> Instructions for the task:
Compute how many lines below contain the word "stack" and respond with that number only.

--------

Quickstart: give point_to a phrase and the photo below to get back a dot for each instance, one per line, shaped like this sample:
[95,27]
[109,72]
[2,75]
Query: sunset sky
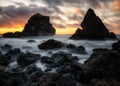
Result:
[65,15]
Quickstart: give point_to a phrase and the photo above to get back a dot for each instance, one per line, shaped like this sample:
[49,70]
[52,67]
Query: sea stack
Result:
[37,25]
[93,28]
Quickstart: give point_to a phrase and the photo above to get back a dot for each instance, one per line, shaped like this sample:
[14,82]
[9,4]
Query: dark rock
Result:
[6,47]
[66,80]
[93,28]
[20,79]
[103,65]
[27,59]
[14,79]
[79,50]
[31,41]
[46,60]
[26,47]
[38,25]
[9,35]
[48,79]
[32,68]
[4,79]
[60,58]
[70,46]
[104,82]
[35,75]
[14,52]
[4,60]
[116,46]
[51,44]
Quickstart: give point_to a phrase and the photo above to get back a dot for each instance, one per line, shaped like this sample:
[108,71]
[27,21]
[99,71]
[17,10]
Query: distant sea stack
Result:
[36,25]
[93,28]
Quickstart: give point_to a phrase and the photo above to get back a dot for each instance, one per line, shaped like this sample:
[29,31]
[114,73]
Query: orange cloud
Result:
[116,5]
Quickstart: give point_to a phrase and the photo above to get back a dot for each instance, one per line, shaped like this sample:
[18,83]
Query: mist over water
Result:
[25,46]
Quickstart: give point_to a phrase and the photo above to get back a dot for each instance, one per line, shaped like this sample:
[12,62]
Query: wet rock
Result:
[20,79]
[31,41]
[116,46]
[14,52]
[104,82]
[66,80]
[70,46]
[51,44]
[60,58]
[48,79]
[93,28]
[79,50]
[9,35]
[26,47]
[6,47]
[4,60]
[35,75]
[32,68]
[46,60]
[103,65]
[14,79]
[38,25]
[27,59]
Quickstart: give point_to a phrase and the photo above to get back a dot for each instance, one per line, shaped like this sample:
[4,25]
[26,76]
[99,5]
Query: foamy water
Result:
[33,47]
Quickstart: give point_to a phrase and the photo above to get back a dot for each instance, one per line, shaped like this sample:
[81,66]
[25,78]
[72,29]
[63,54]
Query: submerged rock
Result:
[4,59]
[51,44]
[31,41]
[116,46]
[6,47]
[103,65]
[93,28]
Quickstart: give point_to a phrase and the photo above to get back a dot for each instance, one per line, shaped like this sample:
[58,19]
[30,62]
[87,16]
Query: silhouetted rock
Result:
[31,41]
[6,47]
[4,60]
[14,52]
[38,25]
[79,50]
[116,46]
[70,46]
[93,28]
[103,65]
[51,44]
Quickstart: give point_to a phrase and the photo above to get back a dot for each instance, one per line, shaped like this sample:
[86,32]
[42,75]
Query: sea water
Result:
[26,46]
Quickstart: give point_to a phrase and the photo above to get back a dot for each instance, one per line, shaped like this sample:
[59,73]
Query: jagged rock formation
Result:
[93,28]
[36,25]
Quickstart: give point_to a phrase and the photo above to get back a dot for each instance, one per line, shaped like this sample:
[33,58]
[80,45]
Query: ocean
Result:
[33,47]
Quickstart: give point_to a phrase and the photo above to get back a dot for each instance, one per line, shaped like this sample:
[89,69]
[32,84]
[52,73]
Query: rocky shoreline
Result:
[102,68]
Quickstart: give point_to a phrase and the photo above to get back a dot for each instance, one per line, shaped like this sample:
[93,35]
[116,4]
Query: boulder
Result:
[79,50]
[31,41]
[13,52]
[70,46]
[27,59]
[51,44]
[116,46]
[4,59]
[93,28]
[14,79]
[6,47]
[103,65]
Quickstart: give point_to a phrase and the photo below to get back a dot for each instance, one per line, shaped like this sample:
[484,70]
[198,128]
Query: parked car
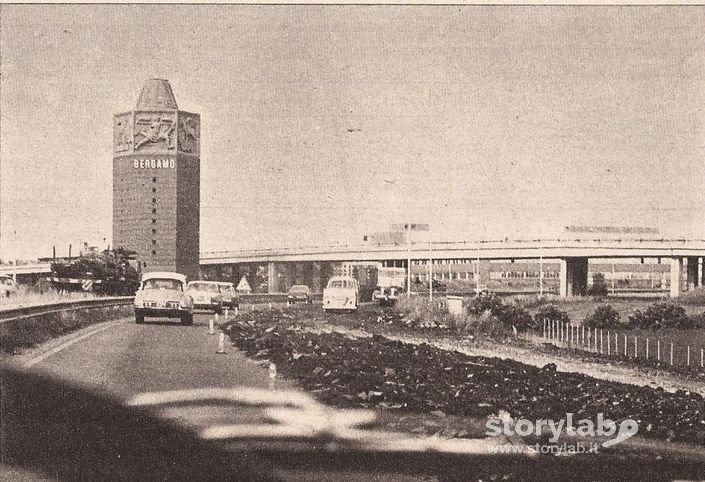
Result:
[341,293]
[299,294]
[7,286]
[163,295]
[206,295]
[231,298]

--------

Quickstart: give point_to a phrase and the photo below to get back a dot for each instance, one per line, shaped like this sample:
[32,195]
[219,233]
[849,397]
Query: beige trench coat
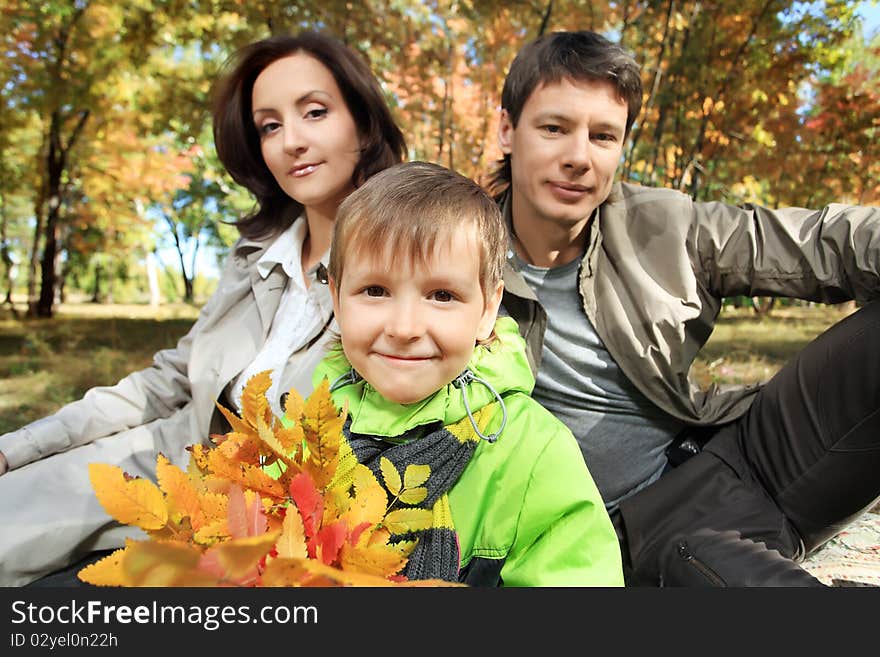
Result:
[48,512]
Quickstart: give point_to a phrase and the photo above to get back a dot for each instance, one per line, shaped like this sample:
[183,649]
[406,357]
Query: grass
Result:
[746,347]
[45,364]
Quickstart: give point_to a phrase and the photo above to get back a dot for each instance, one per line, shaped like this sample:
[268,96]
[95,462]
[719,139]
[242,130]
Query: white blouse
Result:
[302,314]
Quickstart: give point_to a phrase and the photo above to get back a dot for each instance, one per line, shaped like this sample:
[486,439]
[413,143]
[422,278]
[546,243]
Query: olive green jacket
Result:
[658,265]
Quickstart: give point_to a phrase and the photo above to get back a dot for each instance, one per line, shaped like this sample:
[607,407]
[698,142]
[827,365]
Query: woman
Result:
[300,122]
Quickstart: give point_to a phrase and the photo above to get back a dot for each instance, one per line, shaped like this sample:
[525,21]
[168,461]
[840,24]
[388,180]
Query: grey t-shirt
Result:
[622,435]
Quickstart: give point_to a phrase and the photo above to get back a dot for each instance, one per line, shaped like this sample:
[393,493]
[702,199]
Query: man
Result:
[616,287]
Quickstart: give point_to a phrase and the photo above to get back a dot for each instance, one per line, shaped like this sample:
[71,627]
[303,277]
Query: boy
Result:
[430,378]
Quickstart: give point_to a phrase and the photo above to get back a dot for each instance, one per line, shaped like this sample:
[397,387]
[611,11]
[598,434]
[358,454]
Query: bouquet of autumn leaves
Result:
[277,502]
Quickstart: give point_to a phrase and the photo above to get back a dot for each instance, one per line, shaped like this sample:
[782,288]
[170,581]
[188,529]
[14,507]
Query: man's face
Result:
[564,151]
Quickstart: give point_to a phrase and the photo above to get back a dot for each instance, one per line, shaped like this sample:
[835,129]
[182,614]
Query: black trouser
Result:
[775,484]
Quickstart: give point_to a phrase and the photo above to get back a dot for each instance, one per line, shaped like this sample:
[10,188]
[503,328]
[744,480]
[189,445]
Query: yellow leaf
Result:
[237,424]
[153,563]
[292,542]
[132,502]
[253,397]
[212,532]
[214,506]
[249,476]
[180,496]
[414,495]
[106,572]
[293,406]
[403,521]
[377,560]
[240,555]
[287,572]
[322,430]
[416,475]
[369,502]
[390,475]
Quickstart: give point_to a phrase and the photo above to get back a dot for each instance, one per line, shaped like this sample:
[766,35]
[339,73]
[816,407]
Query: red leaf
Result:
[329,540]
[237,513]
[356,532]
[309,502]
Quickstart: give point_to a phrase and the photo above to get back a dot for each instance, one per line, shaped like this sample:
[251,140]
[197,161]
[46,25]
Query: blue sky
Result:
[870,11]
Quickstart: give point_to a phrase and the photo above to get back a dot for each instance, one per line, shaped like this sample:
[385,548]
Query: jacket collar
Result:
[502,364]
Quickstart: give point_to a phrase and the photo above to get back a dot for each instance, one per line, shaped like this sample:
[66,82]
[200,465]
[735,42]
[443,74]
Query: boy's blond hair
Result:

--------

> Task result:
2